*THE INPUT*:
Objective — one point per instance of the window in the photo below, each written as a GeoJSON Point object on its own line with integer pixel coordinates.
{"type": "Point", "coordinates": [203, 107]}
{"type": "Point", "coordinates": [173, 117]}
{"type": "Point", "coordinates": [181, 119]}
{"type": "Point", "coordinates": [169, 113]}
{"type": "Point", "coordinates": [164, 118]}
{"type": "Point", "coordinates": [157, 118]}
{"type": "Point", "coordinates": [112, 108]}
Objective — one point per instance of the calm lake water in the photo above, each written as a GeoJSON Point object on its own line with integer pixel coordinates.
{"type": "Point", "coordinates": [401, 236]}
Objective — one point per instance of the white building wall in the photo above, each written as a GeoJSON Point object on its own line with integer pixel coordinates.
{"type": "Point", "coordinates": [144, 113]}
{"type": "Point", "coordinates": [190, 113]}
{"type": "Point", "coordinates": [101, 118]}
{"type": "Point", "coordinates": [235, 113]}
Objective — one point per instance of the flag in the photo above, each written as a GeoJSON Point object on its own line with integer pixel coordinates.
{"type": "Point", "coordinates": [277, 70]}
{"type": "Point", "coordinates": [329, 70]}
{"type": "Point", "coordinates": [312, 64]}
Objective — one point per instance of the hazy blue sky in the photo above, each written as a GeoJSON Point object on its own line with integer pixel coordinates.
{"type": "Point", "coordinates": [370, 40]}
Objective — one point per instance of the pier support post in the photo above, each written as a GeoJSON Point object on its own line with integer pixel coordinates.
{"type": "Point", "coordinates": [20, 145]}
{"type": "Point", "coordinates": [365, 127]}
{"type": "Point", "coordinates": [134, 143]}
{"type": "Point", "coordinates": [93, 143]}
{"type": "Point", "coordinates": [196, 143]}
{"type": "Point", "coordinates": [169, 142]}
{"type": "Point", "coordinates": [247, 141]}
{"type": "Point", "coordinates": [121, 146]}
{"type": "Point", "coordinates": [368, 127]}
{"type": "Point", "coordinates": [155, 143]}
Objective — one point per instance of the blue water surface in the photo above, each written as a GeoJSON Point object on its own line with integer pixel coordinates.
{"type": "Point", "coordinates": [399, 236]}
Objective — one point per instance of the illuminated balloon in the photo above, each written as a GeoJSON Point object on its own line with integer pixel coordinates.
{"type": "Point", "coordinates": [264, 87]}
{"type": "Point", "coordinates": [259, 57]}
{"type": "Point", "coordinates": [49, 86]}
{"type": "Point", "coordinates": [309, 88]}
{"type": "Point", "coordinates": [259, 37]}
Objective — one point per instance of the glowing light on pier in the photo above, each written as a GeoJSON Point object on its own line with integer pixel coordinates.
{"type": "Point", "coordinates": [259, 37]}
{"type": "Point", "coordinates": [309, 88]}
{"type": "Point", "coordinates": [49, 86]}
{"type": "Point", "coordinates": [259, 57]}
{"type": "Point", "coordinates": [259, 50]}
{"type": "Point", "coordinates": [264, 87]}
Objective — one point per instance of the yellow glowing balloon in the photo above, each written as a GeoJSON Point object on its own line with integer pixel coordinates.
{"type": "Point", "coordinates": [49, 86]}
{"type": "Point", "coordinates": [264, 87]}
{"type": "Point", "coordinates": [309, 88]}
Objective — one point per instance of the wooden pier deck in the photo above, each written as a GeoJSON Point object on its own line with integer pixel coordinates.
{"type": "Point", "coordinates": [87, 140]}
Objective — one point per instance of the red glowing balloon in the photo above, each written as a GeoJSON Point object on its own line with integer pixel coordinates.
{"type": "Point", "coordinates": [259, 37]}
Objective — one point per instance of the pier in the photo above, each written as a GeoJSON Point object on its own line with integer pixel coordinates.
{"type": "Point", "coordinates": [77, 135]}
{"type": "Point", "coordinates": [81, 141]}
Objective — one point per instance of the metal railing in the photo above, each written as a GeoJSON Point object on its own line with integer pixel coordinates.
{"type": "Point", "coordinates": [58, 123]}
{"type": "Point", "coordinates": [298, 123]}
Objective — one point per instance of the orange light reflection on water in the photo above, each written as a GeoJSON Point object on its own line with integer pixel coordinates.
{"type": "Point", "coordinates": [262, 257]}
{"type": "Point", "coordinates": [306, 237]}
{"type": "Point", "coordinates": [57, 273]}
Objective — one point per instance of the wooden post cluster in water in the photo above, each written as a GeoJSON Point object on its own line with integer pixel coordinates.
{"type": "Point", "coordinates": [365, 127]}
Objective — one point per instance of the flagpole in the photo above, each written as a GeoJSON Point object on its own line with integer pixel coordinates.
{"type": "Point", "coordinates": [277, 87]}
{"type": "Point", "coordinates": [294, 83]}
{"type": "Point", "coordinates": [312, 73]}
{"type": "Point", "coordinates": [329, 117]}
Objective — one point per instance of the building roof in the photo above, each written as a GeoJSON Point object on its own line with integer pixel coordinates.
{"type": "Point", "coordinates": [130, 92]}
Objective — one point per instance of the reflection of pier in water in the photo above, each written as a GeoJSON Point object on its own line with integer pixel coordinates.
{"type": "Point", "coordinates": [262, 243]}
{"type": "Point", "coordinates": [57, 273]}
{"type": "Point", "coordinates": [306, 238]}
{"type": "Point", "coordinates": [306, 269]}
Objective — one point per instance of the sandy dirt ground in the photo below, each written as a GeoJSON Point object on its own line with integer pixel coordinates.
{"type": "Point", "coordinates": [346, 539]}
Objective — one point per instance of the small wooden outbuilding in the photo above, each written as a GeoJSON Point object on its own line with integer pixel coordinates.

*DESCRIPTION OF THE TASK*:
Exactly reproduce every line found in the records.

*TASK RESPONSE*:
Objective — one point per instance of the window in the photo below, each written as a GeoJSON Point object on its own line with integer pixel coordinates.
{"type": "Point", "coordinates": [203, 107]}
{"type": "Point", "coordinates": [173, 117]}
{"type": "Point", "coordinates": [181, 119]}
{"type": "Point", "coordinates": [169, 113]}
{"type": "Point", "coordinates": [164, 118]}
{"type": "Point", "coordinates": [157, 118]}
{"type": "Point", "coordinates": [112, 108]}
Objective — one point per instance of the calm lake water in the photo above, each written as a GeoJSON Point object on its own line with integer pixel coordinates.
{"type": "Point", "coordinates": [401, 236]}
Objective — one point per instance of the white building wall in the photo above, each written as a GeoJSON Point object on its own line with integer pixel coordinates.
{"type": "Point", "coordinates": [144, 113]}
{"type": "Point", "coordinates": [190, 113]}
{"type": "Point", "coordinates": [101, 118]}
{"type": "Point", "coordinates": [235, 113]}
Objective — one point per instance of the flag in the photo above, each written as a GeoJSON Point object on its own line with integer pixel coordinates.
{"type": "Point", "coordinates": [277, 70]}
{"type": "Point", "coordinates": [329, 70]}
{"type": "Point", "coordinates": [312, 64]}
Objective — one point per instance of the hazy blue sky in the photo above, each written as a GeoJSON Point object on its own line with integer pixel coordinates.
{"type": "Point", "coordinates": [370, 40]}
Objective — one point per instance of the pier support post in the photo above, each written as a GeoJSON Point object on its own line with integer pixel coordinates.
{"type": "Point", "coordinates": [20, 145]}
{"type": "Point", "coordinates": [365, 127]}
{"type": "Point", "coordinates": [134, 143]}
{"type": "Point", "coordinates": [93, 143]}
{"type": "Point", "coordinates": [196, 143]}
{"type": "Point", "coordinates": [169, 142]}
{"type": "Point", "coordinates": [247, 141]}
{"type": "Point", "coordinates": [121, 146]}
{"type": "Point", "coordinates": [368, 127]}
{"type": "Point", "coordinates": [155, 143]}
Objective — one point per instance of the blue water surface in the photo above, each written as a GeoJSON Point object on its own line with integer pixel coordinates.
{"type": "Point", "coordinates": [399, 236]}
Objective — one point per instance of the illuminated balloon in the photo above, each written as a GeoJSON Point object on its own line with integer pixel coordinates.
{"type": "Point", "coordinates": [264, 87]}
{"type": "Point", "coordinates": [259, 57]}
{"type": "Point", "coordinates": [49, 86]}
{"type": "Point", "coordinates": [309, 88]}
{"type": "Point", "coordinates": [259, 37]}
Objective — one point per instance of the glowing light on pier in the photo above, each written as a GeoJSON Point object on its own line with integer pixel coordinates.
{"type": "Point", "coordinates": [259, 37]}
{"type": "Point", "coordinates": [309, 88]}
{"type": "Point", "coordinates": [49, 86]}
{"type": "Point", "coordinates": [259, 57]}
{"type": "Point", "coordinates": [259, 50]}
{"type": "Point", "coordinates": [264, 87]}
Objective — one point per instance of the yellow glowing balloon in the photo above, each written as a GeoJSON Point object on its own line with integer pixel coordinates.
{"type": "Point", "coordinates": [49, 86]}
{"type": "Point", "coordinates": [264, 87]}
{"type": "Point", "coordinates": [309, 88]}
Objective — one point per instance of the wooden pier deck in the photo above, each written as a GeoJSON Point object on its own line with integer pixel coordinates.
{"type": "Point", "coordinates": [87, 140]}
Objective — one point per instance of the red glowing balloon in the photo above, each written as a GeoJSON Point object on its own line with integer pixel coordinates.
{"type": "Point", "coordinates": [259, 37]}
Objective — one point per instance of the pier in the photo above, each written as a GeoJSON Point object on its own line with integer pixel coordinates.
{"type": "Point", "coordinates": [77, 135]}
{"type": "Point", "coordinates": [81, 141]}
Objective — one point per instance of the metal railing in the photo above, each written as a GeoJSON Point object on its own line with integer pixel coordinates.
{"type": "Point", "coordinates": [58, 123]}
{"type": "Point", "coordinates": [298, 123]}
Objective — one point per instance of the orange light reflection on water in the photo above, each written as a GeoJSON Point object on its own line with integer pixel coordinates.
{"type": "Point", "coordinates": [262, 257]}
{"type": "Point", "coordinates": [306, 237]}
{"type": "Point", "coordinates": [57, 273]}
Objective — one point per instance of the wooden post cluster in water in the photo above, each written as a GeoJSON Point object on its own line with integer pixel coordinates.
{"type": "Point", "coordinates": [365, 127]}
Objective — one point per instance of the flagpole in the photo above, each written as a GeoJSON Point object on its own line with integer pixel coordinates.
{"type": "Point", "coordinates": [277, 87]}
{"type": "Point", "coordinates": [294, 83]}
{"type": "Point", "coordinates": [312, 73]}
{"type": "Point", "coordinates": [329, 117]}
Objective — one point per instance of the building roof in the photo above, each written as a GeoJSON Point object on its own line with integer pixel coordinates.
{"type": "Point", "coordinates": [130, 92]}
Objective — one point per instance of the reflection of pier in water in the photo above, each written as a GeoJSON Point object on its own line with integer pixel coordinates.
{"type": "Point", "coordinates": [262, 243]}
{"type": "Point", "coordinates": [57, 273]}
{"type": "Point", "coordinates": [306, 238]}
{"type": "Point", "coordinates": [306, 269]}
Objective — one point per instance of the sandy dirt ground in the photo below, each written as a GeoJSON Point object on its own line with integer pixel coordinates.
{"type": "Point", "coordinates": [346, 539]}
Objective — one point per instance of the small wooden outbuilding in the photo above, each written as a GeoJSON Point object on its own line with integer pixel coordinates.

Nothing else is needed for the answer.